* **Task prompt**:
Update the records below by changing each "single dot" to "single point" and leaving everything else as it is. Leave the pictures out of your answer.
## START
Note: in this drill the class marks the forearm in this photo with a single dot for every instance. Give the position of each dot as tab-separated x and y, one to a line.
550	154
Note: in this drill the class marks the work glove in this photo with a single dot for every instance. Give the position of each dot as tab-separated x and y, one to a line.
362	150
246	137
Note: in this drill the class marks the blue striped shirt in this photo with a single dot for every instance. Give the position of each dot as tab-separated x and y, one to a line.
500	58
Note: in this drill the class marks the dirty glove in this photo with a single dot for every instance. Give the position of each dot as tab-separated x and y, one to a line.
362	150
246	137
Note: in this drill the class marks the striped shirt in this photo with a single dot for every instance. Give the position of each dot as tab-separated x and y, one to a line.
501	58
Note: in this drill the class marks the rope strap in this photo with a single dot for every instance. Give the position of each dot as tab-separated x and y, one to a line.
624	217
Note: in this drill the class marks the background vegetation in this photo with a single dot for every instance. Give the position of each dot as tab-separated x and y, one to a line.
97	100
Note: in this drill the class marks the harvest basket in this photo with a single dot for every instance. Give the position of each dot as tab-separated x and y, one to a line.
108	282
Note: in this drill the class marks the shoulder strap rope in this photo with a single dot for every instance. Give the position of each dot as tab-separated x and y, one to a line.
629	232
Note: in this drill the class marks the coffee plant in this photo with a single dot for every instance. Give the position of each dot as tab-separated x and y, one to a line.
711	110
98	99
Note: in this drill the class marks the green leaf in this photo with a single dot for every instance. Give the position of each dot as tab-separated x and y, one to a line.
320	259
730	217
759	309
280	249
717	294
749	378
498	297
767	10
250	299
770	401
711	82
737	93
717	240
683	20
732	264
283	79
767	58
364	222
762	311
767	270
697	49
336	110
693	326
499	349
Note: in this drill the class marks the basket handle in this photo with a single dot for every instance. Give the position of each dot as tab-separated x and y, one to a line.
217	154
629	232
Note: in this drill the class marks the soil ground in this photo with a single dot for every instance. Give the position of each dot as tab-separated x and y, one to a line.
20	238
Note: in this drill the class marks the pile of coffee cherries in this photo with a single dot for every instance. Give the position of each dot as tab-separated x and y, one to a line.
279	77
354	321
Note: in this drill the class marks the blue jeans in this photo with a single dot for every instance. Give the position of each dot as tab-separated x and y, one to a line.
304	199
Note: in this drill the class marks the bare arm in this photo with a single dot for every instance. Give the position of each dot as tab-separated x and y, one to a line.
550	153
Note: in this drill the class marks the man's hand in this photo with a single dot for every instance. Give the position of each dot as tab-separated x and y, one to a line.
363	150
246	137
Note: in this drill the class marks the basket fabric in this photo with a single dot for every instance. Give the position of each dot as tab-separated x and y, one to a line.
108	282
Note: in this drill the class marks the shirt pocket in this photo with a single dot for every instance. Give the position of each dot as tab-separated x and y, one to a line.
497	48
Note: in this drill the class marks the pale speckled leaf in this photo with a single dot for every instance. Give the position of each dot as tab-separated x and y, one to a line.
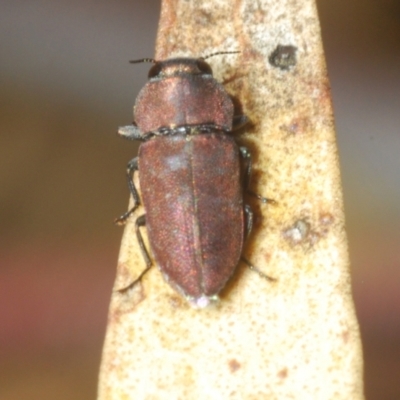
## END
* **Exercise answer**:
Note: in this drill the class marks the forearm in this photo with a single point for every instance. Give the position of each dot as tab-separated x and y, one to a line.
550	154
Note: in this drill the class marks the work glove in this photo with a single point for every instance. Give the position of each dot as tab-separated x and y, one to a line.
362	150
246	137
Note: in this drill the class marks the blue striped shirt in this photo with a single point for every instance. Give the position of each dot as tab-separated x and y, one to a line.
500	58
Note: in this drill the class marks the dirty glove in this photo with a single point for every instance. Give the position of each dot as tab-separated x and y, one to a line.
362	150
246	137
Note: in this drill the class marks the striped shirt in this photo with a single point for every instance. Give the position of each dot as tab-separated x and y, one to a line.
501	58
Note: in this drill the class marks the rope strap in this photo with a single point for every instance. Give the position of each dot as tab-separated x and y, one to a line.
624	217
Note: in this drill the class marks the background vegetation in this photo with a single point for every instance. Give the position of each dot as tab-separated x and y, one to a line.
97	100
Note: in this drill the class marks the harvest basket in this photo with a single point for every instance. Give the position of each dot as tab-separated x and y, one to a line.
108	282
Note: in this drill the class marks the shoulder strap rope in this photo with a single point for every instance. Give the position of each dot as tab-separated x and y, one to a line.
629	232
Note: in this drill the class marks the coffee plant in this photo with a single point for every instance. Give the position of each dot as tab-separated x and y, one to a line.
711	110
98	99
Note: in this drill the class marks the green leaf in this photo with a single point for every instance. Give the position of each dot as tab-separated x and y, one to a line.
320	259
730	217
759	309
280	249
717	294
749	378
498	297
767	10
250	299
770	401
711	82
737	93
717	240
683	20
732	264
283	79
767	58
364	222
762	311
767	270
697	49
336	110
693	326
499	349
Note: in this drill the class marks the basket handle in this photo with a single point for every instance. Give the position of each dot as tab-separated x and y, one to a line.
217	154
629	232
Note: in this drill the class marks the soil ground in this photo with a single point for every instance. Give the position of each dot as tab-separated x and y, one to a line.
20	238
Note: in this drill the class marks the pile of coffee cherries in this photo with a single point for every instance. Give the position of each dot as tab-separated x and y, one to a line.
279	77
354	321
Note: in this drill the class marks the blue jeans in this photo with a single point for every instance. Give the position of each dot as tab-separated x and y, one to a line.
304	199
Note: in this drill the class marks the bare arm in this photo with a single point for every instance. Give the position of each dot as tab-separated x and y, one to a line.
550	153
Note: in this drill the class marks the man's hand in this photo with a single point for every instance. Give the position of each dot as tab-separated x and y, one to a line.
363	150
246	137
Note: in this drill the class marks the basket fabric in this photo with a single point for every instance. Give the position of each dot as tab-separated x and y, one to a line.
108	282
Note: in this drill the class marks the shirt pocket in this photo with a single point for every instance. Give the position of each dot as tab-separated x and y, one to a line.
497	48
Note: in this drill the class marks the pale speckled leaf in this photo with a single point for every instance. Give the position of each dot as tab-separated x and y, one to a line.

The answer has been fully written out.